## What the task asks
Down to the last line below, write out every line exactly, starting with the one that contains "Return every point" and leaving out the pictures.

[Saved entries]
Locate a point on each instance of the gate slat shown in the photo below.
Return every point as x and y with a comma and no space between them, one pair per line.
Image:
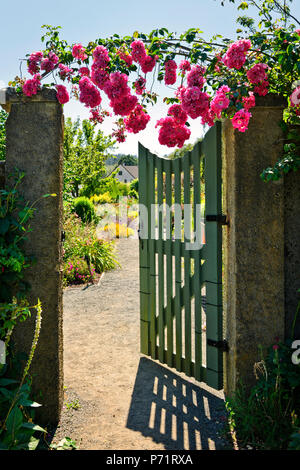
144,258
187,267
213,265
161,268
167,315
152,255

## Your response
Return every point as x and y with a comma and no space between them, one pair per line.
Image:
144,258
187,267
213,265
161,268
167,315
152,255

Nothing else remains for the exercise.